START Stored rows
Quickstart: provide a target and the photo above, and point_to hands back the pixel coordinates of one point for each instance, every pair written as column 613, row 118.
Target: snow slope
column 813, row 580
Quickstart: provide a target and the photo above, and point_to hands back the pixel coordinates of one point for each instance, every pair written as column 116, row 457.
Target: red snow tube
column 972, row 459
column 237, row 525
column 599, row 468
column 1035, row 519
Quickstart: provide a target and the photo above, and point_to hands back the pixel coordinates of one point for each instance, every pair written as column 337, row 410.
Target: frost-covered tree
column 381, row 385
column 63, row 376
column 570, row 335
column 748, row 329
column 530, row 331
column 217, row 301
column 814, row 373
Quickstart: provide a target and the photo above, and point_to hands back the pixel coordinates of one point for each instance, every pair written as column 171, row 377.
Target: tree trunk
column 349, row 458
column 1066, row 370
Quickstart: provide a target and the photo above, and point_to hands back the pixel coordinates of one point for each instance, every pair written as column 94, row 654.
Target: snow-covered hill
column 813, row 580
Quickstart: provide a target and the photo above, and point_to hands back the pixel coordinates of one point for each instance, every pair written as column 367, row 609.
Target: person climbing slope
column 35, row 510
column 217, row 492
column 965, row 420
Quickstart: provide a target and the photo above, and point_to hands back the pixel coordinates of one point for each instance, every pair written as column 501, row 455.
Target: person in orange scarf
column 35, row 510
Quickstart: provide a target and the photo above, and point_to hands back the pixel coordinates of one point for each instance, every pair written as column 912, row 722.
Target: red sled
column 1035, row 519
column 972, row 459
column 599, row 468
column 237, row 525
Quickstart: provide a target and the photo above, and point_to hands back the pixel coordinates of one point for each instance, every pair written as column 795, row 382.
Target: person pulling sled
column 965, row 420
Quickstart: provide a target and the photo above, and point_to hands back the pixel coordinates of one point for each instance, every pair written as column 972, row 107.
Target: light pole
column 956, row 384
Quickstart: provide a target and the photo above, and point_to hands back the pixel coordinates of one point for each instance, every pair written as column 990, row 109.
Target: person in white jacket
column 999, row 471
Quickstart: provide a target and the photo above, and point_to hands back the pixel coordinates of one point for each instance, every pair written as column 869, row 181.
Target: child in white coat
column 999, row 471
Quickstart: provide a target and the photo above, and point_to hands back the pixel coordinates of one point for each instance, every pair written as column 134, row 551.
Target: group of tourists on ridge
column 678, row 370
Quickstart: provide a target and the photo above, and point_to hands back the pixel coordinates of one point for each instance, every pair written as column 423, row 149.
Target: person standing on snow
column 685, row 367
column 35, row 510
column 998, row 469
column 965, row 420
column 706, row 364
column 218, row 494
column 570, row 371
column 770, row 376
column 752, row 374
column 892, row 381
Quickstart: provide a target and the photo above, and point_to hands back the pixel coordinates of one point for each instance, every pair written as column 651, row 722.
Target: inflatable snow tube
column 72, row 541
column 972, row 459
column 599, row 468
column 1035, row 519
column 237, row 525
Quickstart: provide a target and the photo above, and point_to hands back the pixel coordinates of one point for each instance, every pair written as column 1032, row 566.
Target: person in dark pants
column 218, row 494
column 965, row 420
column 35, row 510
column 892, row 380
END Stored rows
◆ **What needs to be done**: Convert every one of the rows above into a Markdown table with two columns, No. and Line. Number the rows in order and omit any blank lines.

◆ **Correct response**:
| No. | Line |
|---|---|
| 1 | Quickstart: provide a target and the photo above, and point_to hands back the pixel coordinates of one point for each instance, every pair written as column 613, row 118. |
| 2 | Target: snow slope |
| 3 | column 813, row 580 |
| 4 | Quickstart: provide a target and the photo above, and point_to hands back the pixel coordinates of one point for each instance, every pair written as column 116, row 457. |
| 5 | Target: red snow tube |
| 6 | column 972, row 459 |
| 7 | column 237, row 525 |
| 8 | column 599, row 468 |
| 9 | column 1035, row 519 |
| 10 | Quickstart: provide a target and the photo above, and point_to hands back the pixel coordinates of one point for each instance, every pair written as column 337, row 410. |
| 11 | Target: frost-covered tree |
| 12 | column 381, row 385 |
| 13 | column 63, row 376 |
| 14 | column 570, row 335 |
| 15 | column 748, row 329 |
| 16 | column 530, row 331 |
| 17 | column 217, row 301 |
| 18 | column 814, row 373 |
| 19 | Quickstart: provide a target and the photo above, and point_to hands back the pixel coordinates of one point for each instance, every pair written as column 171, row 377. |
| 20 | Target: tree trunk |
| 21 | column 349, row 458 |
| 22 | column 1066, row 370 |
| 23 | Quickstart: provide a target and the photo above, and point_to hands back the pixel coordinates of one point for each instance, every pair written as column 94, row 654. |
| 24 | Target: snow-covered hill |
| 25 | column 813, row 580 |
| 26 | Quickstart: provide a target and the photo above, and point_to hands back the pixel coordinates of one point for each instance, every pair written as column 367, row 609. |
| 27 | Target: person climbing slope |
| 28 | column 35, row 510 |
| 29 | column 217, row 492 |
| 30 | column 965, row 420 |
| 31 | Quickstart: provide a target and the photo above, and point_to hands back the pixel coordinates of one point for each instance, every pair written as column 501, row 455. |
| 32 | Target: person in orange scarf |
| 33 | column 35, row 510 |
| 34 | Quickstart: provide a target and the photo above, and point_to hands back the pixel coordinates of one point for each instance, every pair written as column 912, row 722. |
| 35 | Target: red sled |
| 36 | column 1035, row 519 |
| 37 | column 972, row 459 |
| 38 | column 599, row 468 |
| 39 | column 237, row 525 |
| 40 | Quickstart: provide a target and the photo above, and point_to hands back the pixel coordinates of one point for each instance, every pair written as column 795, row 382. |
| 41 | Target: person pulling sled |
| 42 | column 965, row 420 |
| 43 | Quickstart: provide a target and the photo above, and point_to hands back the pixel coordinates of one point for each instance, every pair written as column 972, row 107. |
| 44 | Target: light pole |
| 45 | column 956, row 384 |
| 46 | Quickstart: provide a target and the photo above, and point_to hands back the pixel coordinates of one point for each instance, every pair written as column 990, row 109. |
| 47 | Target: person in white jacket |
| 48 | column 999, row 471 |
| 49 | Quickstart: provide a target and the photo above, and point_to hands back the pixel coordinates of one point for each instance, every pair written as column 869, row 181. |
| 50 | Target: child in white coat |
| 51 | column 999, row 471 |
| 52 | Quickstart: provide a target and the photo above, and point_to hands back the pixel coordinates of one point for each instance, every pair written as column 134, row 551. |
| 53 | Target: group of tourists on ridge |
| 54 | column 678, row 370 |
| 55 | Quickstart: provide a target and the photo above, and point_to hands back the pixel coordinates of one point for each instance, every pair written as column 423, row 149. |
| 56 | Target: person standing on snow |
| 57 | column 685, row 367 |
| 58 | column 35, row 510 |
| 59 | column 998, row 469 |
| 60 | column 965, row 420 |
| 61 | column 706, row 364 |
| 62 | column 218, row 494 |
| 63 | column 570, row 371 |
| 64 | column 770, row 376 |
| 65 | column 752, row 374 |
| 66 | column 892, row 381 |
| 67 | Quickstart: provide a target and the photo above, and point_to hands back the pixel coordinates of one point for each instance, every pair written as column 651, row 722. |
| 68 | Target: inflatable snow tube |
| 69 | column 72, row 541 |
| 70 | column 972, row 459 |
| 71 | column 599, row 468 |
| 72 | column 1035, row 519 |
| 73 | column 237, row 525 |
| 74 | Quickstart: provide a target and the photo above, and point_to hands back the pixel coordinates of one point for each instance, every pair written as column 1032, row 566. |
| 75 | Target: person in dark pants |
| 76 | column 218, row 494 |
| 77 | column 965, row 420 |
| 78 | column 35, row 510 |
| 79 | column 892, row 380 |